WORK TASK |
Retype the entries in full, exactly.

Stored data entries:
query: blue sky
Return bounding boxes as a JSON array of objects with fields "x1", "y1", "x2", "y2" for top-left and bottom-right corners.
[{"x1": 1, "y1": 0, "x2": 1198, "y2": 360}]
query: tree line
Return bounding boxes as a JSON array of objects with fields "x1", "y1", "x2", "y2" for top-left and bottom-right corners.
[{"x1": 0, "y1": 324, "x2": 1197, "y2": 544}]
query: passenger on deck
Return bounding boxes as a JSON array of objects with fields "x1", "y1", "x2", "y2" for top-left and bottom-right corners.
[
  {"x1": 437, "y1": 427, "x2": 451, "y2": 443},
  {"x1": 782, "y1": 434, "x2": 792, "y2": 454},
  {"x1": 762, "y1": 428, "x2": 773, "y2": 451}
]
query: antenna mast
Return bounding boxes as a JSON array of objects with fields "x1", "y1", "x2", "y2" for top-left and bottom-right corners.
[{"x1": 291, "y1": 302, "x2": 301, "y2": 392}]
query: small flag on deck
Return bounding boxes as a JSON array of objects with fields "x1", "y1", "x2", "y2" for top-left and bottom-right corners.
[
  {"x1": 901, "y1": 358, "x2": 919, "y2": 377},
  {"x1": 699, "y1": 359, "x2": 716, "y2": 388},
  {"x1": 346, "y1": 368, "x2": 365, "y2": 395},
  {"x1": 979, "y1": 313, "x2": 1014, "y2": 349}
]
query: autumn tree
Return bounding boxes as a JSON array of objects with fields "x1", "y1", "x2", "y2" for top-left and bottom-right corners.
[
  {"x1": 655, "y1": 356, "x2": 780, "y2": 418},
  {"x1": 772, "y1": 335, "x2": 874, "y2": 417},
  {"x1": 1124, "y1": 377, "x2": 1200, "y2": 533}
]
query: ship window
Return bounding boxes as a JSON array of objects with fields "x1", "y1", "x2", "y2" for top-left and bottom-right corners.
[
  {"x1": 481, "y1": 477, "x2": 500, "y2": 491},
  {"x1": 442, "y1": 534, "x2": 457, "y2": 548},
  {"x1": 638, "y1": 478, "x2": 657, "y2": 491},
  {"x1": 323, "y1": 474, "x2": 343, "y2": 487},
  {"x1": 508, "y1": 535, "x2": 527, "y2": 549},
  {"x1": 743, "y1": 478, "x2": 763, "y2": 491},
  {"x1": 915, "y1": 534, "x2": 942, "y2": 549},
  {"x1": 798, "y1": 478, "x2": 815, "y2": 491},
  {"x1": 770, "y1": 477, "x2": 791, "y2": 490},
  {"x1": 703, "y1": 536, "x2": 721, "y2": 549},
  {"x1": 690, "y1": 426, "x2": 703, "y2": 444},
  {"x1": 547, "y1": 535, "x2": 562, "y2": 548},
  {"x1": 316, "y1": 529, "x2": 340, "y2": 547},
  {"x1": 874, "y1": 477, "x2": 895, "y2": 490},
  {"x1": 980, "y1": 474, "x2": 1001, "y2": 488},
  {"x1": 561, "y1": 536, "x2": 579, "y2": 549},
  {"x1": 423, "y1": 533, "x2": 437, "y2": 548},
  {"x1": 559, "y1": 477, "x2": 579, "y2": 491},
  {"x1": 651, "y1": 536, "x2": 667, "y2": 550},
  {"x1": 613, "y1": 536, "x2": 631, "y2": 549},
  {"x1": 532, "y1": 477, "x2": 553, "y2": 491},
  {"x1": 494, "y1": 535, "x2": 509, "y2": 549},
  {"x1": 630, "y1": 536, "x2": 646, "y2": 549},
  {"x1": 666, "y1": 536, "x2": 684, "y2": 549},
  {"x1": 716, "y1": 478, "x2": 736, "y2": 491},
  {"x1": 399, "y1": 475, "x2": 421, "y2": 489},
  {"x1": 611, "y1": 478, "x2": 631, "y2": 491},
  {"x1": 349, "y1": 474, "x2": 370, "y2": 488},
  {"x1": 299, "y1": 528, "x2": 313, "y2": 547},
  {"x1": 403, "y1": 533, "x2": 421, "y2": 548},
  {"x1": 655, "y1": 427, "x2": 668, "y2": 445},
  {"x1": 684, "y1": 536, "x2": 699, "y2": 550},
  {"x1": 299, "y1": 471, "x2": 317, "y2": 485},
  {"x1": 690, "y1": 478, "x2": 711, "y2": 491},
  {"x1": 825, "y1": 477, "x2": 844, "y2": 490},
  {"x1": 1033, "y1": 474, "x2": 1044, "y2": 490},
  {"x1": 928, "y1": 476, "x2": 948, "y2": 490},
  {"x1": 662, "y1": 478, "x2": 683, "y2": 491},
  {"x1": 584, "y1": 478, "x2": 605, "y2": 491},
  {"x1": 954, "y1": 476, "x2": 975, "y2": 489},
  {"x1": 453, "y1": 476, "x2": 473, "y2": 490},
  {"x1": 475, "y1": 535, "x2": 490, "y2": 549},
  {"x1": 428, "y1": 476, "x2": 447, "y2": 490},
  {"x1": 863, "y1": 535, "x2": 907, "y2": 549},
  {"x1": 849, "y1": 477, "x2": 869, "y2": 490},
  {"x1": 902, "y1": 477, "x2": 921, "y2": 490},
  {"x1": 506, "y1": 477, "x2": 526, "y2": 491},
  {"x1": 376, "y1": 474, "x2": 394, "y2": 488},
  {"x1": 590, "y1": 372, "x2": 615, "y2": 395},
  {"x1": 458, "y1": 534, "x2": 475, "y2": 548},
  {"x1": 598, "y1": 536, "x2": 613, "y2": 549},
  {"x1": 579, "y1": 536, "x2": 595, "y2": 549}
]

EXERCISE RESULT |
query: blue sky
Return bounding boxes as a JSON array of objects with fields "x1", "y1", "x2", "y2" for top-left and bottom-right corners.
[{"x1": 1, "y1": 0, "x2": 1198, "y2": 360}]
query: tree line
Return bounding boxes as a JSON array of objects with fields "x1", "y1", "x2", "y2" for top-left and bottom-right corners.
[{"x1": 0, "y1": 324, "x2": 1197, "y2": 544}]
query: passenger on deck
Return bounding boxes as a JSON array of objects with fields "x1", "y1", "x2", "y2" for top-left and bottom-right corners.
[
  {"x1": 437, "y1": 427, "x2": 451, "y2": 443},
  {"x1": 782, "y1": 434, "x2": 792, "y2": 454},
  {"x1": 762, "y1": 428, "x2": 773, "y2": 451}
]
query: antenna mast
Return bounding boxes as a JSON array of objects with fields "x1", "y1", "x2", "y2" for top-left and bottom-right corners.
[{"x1": 291, "y1": 302, "x2": 301, "y2": 392}]
query: small flag on deck
Return bounding boxes as a JSON array of objects with fields "x1", "y1", "x2", "y2" for top-left and bottom-right corners.
[
  {"x1": 901, "y1": 358, "x2": 919, "y2": 377},
  {"x1": 699, "y1": 359, "x2": 716, "y2": 388},
  {"x1": 346, "y1": 368, "x2": 365, "y2": 395},
  {"x1": 979, "y1": 313, "x2": 1014, "y2": 349}
]
query: autumn tree
Return bounding boxes as a JSON array of objects with fields "x1", "y1", "x2", "y2" for top-left and bottom-right corners.
[
  {"x1": 655, "y1": 356, "x2": 780, "y2": 418},
  {"x1": 772, "y1": 335, "x2": 874, "y2": 417},
  {"x1": 1124, "y1": 377, "x2": 1200, "y2": 533}
]
query: ship window
Return bounding boxes as a JSON array of objects with fields "x1", "y1", "x2", "y2" for top-left and bottom-right corners.
[
  {"x1": 481, "y1": 477, "x2": 500, "y2": 491},
  {"x1": 442, "y1": 534, "x2": 457, "y2": 548},
  {"x1": 638, "y1": 478, "x2": 657, "y2": 491},
  {"x1": 323, "y1": 474, "x2": 343, "y2": 487},
  {"x1": 508, "y1": 535, "x2": 527, "y2": 549},
  {"x1": 743, "y1": 478, "x2": 763, "y2": 491},
  {"x1": 915, "y1": 534, "x2": 942, "y2": 549},
  {"x1": 798, "y1": 478, "x2": 815, "y2": 491},
  {"x1": 770, "y1": 477, "x2": 791, "y2": 490},
  {"x1": 703, "y1": 536, "x2": 721, "y2": 549},
  {"x1": 690, "y1": 426, "x2": 703, "y2": 444},
  {"x1": 547, "y1": 535, "x2": 562, "y2": 548},
  {"x1": 316, "y1": 529, "x2": 340, "y2": 547},
  {"x1": 874, "y1": 477, "x2": 895, "y2": 490},
  {"x1": 980, "y1": 474, "x2": 1001, "y2": 488},
  {"x1": 561, "y1": 536, "x2": 579, "y2": 549},
  {"x1": 423, "y1": 533, "x2": 437, "y2": 548},
  {"x1": 559, "y1": 477, "x2": 579, "y2": 491},
  {"x1": 651, "y1": 536, "x2": 667, "y2": 550},
  {"x1": 613, "y1": 536, "x2": 631, "y2": 549},
  {"x1": 532, "y1": 477, "x2": 553, "y2": 491},
  {"x1": 494, "y1": 535, "x2": 509, "y2": 549},
  {"x1": 630, "y1": 536, "x2": 646, "y2": 549},
  {"x1": 666, "y1": 536, "x2": 684, "y2": 549},
  {"x1": 716, "y1": 478, "x2": 736, "y2": 491},
  {"x1": 399, "y1": 475, "x2": 421, "y2": 489},
  {"x1": 611, "y1": 478, "x2": 631, "y2": 491},
  {"x1": 349, "y1": 474, "x2": 370, "y2": 488},
  {"x1": 299, "y1": 528, "x2": 313, "y2": 547},
  {"x1": 403, "y1": 533, "x2": 421, "y2": 548},
  {"x1": 655, "y1": 427, "x2": 668, "y2": 445},
  {"x1": 684, "y1": 536, "x2": 699, "y2": 550},
  {"x1": 299, "y1": 471, "x2": 317, "y2": 485},
  {"x1": 690, "y1": 478, "x2": 711, "y2": 491},
  {"x1": 825, "y1": 477, "x2": 844, "y2": 490},
  {"x1": 1033, "y1": 474, "x2": 1044, "y2": 490},
  {"x1": 928, "y1": 476, "x2": 948, "y2": 490},
  {"x1": 662, "y1": 478, "x2": 683, "y2": 491},
  {"x1": 584, "y1": 478, "x2": 605, "y2": 491},
  {"x1": 954, "y1": 476, "x2": 975, "y2": 489},
  {"x1": 453, "y1": 476, "x2": 473, "y2": 490},
  {"x1": 475, "y1": 535, "x2": 490, "y2": 549},
  {"x1": 428, "y1": 476, "x2": 447, "y2": 490},
  {"x1": 863, "y1": 535, "x2": 907, "y2": 549},
  {"x1": 849, "y1": 477, "x2": 869, "y2": 490},
  {"x1": 902, "y1": 477, "x2": 921, "y2": 490},
  {"x1": 506, "y1": 477, "x2": 526, "y2": 491},
  {"x1": 376, "y1": 474, "x2": 394, "y2": 488},
  {"x1": 590, "y1": 372, "x2": 615, "y2": 395},
  {"x1": 458, "y1": 534, "x2": 475, "y2": 548},
  {"x1": 598, "y1": 536, "x2": 613, "y2": 549},
  {"x1": 579, "y1": 536, "x2": 595, "y2": 549}
]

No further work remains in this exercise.